=== Consigne 1 ===
D'après le texte sur l'imagerie antisémite, qui a sélectionné les dessins, objets et affiches présentés dans #FakeImages ?
=== Consigne 2 ===
Recopiez mot pour mot, dans le texte sur l'imagerie antisémite, le passage qui va de « Évolution de l'imagerie » jusqu'à « quatre grandes périodes. ».

=== Extrait du texte ===
■ ■ ■ ■

Évolution de l'imagerie antisémite

Pendant la Deuxième Guerre mondiale, la propagande antisémite contre « le Juif » a joué un rôle important dans le génocide. Afin de bien comprendre cette représentation, il est important d’examiner comment l’image antisémite a évolué dans le temps. Les dessins, objets et affiches sélectionnés par Kazerne Dossin dans #FakeImages couvrent quatre grandes périodes.

■ ■ ■ ■

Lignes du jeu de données
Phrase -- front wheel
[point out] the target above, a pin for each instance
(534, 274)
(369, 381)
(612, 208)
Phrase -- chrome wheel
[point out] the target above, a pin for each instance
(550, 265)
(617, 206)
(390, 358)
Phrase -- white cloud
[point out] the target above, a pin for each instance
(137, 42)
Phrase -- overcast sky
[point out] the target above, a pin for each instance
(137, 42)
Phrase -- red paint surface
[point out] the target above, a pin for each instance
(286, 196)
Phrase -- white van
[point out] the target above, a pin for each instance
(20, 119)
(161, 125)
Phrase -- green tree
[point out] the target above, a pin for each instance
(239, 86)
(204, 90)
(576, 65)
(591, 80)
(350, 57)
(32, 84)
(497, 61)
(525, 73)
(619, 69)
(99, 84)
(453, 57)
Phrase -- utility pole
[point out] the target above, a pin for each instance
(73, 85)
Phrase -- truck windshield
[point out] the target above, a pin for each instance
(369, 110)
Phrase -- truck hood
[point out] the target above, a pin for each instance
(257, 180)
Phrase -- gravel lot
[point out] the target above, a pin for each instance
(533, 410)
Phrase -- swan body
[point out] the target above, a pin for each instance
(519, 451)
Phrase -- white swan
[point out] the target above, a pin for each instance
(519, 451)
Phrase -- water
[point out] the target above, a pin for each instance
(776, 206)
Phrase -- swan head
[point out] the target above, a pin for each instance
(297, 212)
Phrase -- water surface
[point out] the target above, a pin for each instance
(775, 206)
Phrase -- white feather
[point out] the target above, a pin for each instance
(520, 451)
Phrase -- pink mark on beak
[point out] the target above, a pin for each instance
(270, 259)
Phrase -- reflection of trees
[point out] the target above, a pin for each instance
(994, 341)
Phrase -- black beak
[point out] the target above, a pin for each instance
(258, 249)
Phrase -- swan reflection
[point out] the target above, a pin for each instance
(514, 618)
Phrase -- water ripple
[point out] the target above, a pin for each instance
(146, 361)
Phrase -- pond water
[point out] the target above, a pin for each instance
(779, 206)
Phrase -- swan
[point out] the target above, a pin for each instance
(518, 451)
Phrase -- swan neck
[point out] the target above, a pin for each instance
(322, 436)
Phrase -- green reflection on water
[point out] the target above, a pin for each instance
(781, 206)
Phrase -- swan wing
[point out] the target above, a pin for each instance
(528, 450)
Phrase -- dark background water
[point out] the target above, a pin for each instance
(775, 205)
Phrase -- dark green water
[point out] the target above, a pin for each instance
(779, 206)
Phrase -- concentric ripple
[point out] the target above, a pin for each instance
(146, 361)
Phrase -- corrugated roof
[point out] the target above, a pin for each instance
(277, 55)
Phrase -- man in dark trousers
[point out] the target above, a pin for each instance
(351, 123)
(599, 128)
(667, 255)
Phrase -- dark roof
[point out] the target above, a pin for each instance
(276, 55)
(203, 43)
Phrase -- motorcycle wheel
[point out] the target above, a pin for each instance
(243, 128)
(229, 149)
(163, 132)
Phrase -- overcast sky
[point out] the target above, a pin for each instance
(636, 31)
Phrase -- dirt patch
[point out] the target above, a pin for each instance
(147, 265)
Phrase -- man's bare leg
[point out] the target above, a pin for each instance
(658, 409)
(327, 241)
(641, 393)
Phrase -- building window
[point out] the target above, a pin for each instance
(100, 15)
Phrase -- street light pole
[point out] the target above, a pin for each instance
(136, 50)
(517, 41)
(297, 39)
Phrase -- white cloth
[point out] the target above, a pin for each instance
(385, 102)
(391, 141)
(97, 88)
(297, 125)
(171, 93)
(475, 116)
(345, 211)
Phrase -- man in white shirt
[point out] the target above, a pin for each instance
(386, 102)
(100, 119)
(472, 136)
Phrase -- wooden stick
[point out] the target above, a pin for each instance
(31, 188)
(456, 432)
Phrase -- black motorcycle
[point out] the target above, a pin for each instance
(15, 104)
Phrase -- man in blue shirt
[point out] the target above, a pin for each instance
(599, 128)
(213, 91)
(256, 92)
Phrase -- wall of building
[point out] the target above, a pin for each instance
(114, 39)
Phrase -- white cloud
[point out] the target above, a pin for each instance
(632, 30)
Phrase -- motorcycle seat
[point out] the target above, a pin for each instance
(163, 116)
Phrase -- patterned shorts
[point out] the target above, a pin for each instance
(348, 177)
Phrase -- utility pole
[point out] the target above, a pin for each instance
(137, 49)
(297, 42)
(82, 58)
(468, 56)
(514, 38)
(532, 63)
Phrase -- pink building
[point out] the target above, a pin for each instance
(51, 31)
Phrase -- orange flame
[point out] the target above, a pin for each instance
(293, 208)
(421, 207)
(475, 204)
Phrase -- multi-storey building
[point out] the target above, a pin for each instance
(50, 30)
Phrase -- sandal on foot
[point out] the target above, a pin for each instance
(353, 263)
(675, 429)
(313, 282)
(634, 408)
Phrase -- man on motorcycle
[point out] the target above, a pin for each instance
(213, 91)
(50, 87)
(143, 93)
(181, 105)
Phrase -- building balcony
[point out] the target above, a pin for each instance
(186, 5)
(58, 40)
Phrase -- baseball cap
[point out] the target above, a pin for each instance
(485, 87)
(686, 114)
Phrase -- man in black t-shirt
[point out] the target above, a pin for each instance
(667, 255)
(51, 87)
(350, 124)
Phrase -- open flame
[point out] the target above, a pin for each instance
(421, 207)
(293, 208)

■ ■ ■ ■

=== Résultat 1 ===
Kazerne Dossin.

=== Résultat 2 ===
Évolution de l'imagerie antisémite

Pendant la Deuxième Guerre mondiale, la propagande antisémite contre « le Juif » a joué un rôle important dans le génocide. Afin de bien comprendre cette représentation, il est important d’examiner comment l’image antisémite a évolué dans le temps. Les dessins, objets et affiches sélectionnés par Kazerne Dossin dans #FakeImages couvrent quatre grandes périodes.